— MATERIALS PROVIDED —
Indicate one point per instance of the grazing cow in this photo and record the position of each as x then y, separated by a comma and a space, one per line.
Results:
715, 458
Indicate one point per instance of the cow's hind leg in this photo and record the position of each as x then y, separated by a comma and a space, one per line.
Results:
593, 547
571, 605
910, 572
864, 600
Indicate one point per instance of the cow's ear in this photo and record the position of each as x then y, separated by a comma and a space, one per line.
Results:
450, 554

---

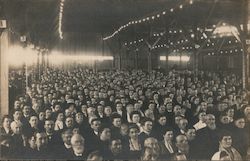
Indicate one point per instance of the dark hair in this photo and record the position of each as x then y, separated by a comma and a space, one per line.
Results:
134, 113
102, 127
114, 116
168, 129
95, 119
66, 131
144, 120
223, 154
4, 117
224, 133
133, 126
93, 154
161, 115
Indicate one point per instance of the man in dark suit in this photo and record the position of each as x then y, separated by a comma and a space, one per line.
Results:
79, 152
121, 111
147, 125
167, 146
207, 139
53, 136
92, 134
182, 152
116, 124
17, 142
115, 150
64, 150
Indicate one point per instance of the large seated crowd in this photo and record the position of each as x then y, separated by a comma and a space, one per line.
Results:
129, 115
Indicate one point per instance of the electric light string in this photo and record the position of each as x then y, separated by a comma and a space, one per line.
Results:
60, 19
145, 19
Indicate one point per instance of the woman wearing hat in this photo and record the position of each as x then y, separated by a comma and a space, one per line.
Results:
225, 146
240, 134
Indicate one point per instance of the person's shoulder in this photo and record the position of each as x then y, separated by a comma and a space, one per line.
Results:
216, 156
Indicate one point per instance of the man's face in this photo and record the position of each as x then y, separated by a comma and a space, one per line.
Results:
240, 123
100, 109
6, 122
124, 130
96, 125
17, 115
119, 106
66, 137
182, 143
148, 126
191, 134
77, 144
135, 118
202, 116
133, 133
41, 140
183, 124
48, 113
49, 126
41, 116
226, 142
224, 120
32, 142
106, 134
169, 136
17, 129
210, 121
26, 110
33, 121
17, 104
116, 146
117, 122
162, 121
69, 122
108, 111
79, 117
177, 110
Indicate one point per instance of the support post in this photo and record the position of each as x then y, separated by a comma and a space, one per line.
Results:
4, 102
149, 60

--

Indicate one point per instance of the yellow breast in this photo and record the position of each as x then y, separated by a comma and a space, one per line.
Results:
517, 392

— DIRECTIONS FOR THIS TASK —
Only lines holding the word "dark" belong in the answer; copy each one from the material.

— FINISHED EXERCISE —
Indicate one point per instance of the dark hair in this photo and record the position of each as x then y, separated by a comma and a space, one per line.
Indicate one point per instance of the man in dark suit in this photo and record the position of each as x then y, separated by a comma and a space, one per line.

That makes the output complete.